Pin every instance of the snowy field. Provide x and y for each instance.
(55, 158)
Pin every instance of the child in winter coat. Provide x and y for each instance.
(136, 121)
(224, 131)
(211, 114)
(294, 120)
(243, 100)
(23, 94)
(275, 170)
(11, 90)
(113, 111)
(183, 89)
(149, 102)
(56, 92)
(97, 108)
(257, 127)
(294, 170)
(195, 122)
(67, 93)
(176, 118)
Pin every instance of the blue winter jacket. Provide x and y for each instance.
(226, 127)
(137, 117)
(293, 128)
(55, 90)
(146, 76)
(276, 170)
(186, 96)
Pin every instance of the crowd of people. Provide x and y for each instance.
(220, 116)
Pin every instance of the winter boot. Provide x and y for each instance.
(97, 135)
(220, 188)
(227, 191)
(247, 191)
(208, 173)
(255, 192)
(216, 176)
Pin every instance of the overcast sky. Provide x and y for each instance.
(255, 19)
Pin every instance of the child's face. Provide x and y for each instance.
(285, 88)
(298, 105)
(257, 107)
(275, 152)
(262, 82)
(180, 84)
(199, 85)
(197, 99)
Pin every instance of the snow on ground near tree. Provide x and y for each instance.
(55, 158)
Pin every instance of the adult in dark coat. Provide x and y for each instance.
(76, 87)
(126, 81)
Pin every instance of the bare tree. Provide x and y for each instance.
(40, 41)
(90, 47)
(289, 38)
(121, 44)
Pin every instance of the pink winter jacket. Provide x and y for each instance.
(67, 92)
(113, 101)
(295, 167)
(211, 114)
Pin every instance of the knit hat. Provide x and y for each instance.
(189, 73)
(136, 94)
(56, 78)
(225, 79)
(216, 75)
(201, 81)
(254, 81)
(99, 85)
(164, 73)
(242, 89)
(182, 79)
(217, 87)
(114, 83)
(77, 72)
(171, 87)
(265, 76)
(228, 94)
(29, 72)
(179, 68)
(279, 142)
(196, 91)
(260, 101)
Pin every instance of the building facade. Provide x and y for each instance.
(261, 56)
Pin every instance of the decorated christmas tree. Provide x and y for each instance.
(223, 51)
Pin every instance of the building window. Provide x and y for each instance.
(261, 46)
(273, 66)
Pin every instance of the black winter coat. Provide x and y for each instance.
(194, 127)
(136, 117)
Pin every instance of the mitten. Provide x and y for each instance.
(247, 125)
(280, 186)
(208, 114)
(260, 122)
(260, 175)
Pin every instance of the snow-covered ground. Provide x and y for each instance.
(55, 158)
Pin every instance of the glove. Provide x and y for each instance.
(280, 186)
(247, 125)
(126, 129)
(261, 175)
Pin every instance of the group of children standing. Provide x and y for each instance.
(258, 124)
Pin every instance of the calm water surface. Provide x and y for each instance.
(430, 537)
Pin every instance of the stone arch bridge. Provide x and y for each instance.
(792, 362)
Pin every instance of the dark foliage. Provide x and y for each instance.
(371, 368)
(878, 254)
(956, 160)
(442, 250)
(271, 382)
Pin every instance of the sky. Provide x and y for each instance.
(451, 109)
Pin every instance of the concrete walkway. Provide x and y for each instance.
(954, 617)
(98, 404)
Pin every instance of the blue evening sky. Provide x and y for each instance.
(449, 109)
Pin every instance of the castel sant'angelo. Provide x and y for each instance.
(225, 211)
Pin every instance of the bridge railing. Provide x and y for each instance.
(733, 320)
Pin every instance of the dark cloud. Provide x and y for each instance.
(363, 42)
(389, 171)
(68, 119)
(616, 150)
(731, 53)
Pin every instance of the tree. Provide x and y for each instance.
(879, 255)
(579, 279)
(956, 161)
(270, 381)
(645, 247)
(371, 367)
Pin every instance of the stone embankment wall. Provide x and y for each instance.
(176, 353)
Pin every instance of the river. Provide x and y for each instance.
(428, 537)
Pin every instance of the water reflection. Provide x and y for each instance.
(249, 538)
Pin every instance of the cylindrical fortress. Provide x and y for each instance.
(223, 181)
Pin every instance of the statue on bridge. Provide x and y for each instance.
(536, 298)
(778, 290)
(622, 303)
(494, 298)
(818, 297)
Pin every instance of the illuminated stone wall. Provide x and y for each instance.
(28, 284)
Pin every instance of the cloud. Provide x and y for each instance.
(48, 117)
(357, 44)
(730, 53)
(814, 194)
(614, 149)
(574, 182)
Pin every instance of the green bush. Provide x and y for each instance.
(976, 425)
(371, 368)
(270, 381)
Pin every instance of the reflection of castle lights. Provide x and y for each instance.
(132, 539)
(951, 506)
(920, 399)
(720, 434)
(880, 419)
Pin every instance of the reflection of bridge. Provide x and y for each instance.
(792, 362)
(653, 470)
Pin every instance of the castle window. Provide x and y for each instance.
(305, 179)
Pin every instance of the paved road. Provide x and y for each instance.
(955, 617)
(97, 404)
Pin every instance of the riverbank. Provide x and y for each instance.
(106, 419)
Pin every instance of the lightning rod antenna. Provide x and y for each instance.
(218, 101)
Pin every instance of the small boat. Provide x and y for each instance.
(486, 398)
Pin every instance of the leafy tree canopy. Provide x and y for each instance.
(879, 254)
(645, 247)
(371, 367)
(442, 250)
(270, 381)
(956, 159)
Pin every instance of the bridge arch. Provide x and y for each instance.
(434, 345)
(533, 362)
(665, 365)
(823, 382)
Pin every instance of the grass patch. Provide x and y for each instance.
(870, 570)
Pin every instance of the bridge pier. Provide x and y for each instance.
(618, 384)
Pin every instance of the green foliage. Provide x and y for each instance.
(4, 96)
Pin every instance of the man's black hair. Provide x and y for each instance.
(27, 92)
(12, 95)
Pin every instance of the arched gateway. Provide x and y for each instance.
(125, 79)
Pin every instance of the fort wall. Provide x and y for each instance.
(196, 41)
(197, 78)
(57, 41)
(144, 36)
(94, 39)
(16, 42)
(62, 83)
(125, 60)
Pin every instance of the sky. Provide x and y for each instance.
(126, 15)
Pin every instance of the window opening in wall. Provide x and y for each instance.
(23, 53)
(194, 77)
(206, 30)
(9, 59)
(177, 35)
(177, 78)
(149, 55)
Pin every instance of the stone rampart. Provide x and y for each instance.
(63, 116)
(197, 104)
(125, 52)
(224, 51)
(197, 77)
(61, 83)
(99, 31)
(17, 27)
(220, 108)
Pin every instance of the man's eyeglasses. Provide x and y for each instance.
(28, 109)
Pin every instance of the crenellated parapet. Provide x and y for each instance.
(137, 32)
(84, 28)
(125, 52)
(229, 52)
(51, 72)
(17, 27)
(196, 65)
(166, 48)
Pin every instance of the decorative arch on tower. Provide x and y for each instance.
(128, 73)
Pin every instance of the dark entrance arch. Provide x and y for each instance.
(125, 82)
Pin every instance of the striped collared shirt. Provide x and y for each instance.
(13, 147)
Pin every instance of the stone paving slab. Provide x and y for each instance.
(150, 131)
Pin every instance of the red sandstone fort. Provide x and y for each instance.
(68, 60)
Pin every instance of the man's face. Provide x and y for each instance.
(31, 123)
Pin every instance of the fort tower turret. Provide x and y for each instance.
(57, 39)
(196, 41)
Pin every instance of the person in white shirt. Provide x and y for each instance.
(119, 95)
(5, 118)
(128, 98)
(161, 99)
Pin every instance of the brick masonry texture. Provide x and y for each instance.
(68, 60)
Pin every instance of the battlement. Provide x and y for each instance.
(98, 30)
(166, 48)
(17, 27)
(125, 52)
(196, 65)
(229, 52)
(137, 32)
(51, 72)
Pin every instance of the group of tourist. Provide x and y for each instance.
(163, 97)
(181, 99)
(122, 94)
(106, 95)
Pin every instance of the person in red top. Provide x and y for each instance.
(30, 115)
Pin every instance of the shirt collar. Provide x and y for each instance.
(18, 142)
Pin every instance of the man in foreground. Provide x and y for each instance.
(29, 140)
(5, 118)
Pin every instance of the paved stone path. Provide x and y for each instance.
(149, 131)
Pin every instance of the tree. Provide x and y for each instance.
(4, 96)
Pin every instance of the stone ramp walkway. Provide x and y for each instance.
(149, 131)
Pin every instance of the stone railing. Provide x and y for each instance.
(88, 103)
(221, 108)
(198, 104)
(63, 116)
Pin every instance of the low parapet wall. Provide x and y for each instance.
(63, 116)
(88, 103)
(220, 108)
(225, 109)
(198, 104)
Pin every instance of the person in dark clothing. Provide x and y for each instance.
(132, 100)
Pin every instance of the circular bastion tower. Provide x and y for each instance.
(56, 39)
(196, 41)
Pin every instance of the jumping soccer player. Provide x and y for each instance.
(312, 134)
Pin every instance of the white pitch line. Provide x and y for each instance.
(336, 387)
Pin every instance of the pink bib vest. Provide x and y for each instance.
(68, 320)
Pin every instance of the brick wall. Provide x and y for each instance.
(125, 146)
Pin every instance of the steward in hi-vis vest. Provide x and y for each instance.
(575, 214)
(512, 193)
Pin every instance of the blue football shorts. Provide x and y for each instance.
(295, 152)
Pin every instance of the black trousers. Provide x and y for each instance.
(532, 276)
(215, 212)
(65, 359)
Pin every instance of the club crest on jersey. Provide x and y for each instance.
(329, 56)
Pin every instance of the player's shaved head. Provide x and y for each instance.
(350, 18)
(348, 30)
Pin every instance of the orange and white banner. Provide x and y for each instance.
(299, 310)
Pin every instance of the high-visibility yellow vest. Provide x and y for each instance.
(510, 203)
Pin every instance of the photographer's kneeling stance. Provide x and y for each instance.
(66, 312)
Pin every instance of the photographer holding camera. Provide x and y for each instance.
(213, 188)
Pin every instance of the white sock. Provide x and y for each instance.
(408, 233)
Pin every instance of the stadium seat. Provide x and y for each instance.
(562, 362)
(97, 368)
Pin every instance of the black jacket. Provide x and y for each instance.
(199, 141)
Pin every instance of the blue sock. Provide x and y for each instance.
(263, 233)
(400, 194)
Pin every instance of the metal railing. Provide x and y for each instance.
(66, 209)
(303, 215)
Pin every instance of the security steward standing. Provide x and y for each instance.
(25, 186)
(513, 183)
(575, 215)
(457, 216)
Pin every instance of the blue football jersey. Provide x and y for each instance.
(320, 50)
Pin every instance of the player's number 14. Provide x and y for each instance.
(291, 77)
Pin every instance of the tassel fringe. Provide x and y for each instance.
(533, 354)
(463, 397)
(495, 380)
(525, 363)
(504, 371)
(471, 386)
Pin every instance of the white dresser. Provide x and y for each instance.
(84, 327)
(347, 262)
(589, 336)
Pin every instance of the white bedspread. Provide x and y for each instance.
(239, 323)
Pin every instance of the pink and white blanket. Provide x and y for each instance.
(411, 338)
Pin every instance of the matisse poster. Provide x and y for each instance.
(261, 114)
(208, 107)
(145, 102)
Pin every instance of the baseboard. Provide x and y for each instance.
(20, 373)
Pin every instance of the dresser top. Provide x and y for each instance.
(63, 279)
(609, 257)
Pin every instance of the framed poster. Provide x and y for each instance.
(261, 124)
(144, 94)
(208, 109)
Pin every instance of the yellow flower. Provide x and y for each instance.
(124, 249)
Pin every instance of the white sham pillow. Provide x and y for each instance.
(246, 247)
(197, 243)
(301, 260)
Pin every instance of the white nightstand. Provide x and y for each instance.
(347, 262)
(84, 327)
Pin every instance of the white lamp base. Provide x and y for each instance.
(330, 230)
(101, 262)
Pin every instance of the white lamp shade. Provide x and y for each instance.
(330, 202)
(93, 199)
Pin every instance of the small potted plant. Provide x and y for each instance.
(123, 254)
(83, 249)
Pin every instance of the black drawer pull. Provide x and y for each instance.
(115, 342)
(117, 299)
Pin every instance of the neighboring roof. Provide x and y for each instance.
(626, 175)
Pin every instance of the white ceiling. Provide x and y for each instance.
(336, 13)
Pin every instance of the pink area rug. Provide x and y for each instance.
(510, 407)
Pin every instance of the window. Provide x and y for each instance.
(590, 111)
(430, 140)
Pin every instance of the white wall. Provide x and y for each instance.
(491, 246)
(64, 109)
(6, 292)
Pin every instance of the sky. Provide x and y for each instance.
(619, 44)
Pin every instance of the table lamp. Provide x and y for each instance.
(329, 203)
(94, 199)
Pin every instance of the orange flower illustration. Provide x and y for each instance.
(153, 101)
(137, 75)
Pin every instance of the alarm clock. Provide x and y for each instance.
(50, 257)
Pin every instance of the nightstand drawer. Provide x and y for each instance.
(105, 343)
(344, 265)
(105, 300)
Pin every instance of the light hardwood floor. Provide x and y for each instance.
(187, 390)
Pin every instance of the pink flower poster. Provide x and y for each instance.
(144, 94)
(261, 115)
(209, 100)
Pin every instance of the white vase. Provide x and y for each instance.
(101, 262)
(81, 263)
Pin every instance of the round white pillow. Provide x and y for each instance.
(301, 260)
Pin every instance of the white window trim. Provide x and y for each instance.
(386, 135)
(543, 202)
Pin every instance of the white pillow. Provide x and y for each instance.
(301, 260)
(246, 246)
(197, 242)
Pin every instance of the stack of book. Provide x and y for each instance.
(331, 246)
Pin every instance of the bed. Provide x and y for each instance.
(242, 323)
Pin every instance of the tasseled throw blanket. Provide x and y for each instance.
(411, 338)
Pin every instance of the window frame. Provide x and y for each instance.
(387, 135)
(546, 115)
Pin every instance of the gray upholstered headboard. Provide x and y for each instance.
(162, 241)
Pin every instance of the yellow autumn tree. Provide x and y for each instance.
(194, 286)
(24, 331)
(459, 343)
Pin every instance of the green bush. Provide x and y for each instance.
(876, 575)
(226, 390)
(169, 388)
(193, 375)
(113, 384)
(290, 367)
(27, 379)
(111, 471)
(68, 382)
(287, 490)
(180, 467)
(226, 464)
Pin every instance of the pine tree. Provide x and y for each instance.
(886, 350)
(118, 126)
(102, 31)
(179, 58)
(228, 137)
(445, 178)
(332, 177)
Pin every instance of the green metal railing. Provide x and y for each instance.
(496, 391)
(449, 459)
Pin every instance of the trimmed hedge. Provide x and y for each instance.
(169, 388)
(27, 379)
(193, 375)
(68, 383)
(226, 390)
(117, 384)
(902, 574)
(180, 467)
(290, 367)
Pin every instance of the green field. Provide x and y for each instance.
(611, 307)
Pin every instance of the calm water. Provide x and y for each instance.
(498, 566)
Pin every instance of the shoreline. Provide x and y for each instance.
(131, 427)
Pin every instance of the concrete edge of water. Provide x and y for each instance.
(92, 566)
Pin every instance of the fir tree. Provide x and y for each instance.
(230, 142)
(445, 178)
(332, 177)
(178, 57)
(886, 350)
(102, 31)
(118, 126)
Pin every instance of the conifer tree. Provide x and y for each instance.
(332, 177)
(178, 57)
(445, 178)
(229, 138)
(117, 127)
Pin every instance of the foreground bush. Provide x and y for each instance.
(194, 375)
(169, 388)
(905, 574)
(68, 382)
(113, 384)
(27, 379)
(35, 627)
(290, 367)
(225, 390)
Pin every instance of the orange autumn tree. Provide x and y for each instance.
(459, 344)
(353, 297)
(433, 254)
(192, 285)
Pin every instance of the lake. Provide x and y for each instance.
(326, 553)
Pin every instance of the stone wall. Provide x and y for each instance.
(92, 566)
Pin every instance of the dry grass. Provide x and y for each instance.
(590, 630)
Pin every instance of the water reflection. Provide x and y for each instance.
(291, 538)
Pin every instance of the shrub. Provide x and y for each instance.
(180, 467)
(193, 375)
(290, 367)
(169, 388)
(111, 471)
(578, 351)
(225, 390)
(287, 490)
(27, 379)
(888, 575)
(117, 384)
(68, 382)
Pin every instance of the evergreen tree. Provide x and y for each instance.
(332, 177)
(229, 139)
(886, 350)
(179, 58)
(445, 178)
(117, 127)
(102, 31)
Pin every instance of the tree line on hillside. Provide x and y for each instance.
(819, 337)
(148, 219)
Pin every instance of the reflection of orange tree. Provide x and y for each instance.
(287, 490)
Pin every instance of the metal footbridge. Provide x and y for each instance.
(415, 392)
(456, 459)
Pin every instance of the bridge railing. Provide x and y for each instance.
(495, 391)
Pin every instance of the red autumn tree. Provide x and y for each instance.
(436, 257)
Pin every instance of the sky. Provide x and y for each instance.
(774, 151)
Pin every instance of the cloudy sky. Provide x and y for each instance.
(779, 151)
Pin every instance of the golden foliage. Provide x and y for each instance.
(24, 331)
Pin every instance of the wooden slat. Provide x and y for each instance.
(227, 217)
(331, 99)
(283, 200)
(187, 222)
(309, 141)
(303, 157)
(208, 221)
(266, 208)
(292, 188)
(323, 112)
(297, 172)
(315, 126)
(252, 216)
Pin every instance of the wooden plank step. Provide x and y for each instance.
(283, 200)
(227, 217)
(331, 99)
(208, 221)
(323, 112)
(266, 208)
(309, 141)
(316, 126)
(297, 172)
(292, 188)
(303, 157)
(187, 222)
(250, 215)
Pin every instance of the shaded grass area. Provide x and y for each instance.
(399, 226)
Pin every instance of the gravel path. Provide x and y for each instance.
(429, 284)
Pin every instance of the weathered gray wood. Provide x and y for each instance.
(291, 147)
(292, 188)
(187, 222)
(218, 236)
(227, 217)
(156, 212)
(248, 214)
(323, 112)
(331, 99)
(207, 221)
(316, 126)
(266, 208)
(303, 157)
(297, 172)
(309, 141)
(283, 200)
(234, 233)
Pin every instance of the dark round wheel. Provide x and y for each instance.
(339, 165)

WORK TO COMPLETE: Every line from the line containing "Pin every instance of the cloudy" to the last line of the material above must be repeated exactly, and no other line.

SOLUTION BELOW:
Pin every instance of the cloudy sky. Provide x and y for each instance.
(779, 151)
Pin every instance of the golden foliage. Provide x and y for each instance.
(24, 331)
Pin every instance of the wooden slat. Provide x and y for each instance.
(227, 217)
(331, 99)
(283, 200)
(187, 222)
(309, 141)
(303, 157)
(208, 221)
(266, 208)
(292, 188)
(323, 112)
(297, 172)
(315, 126)
(252, 216)
Pin every instance of the wooden plank step. Provide x and y for each instance.
(283, 200)
(227, 217)
(331, 99)
(208, 221)
(323, 112)
(266, 208)
(309, 141)
(316, 126)
(297, 172)
(292, 188)
(303, 157)
(187, 222)
(250, 215)
Pin every instance of the shaded grass area. Provide x and y for each instance.
(399, 226)
Pin every instance of the gravel path. Provide x and y for each instance.
(429, 284)
Pin every instance of the weathered gray wood. Provide x and y for each instance.
(291, 147)
(292, 188)
(187, 222)
(218, 236)
(227, 217)
(156, 212)
(248, 214)
(323, 112)
(331, 99)
(207, 221)
(316, 126)
(266, 208)
(303, 157)
(297, 172)
(309, 141)
(283, 200)
(234, 233)
Pin every instance of the dark round wheel. Provide x and y for each instance.
(339, 165)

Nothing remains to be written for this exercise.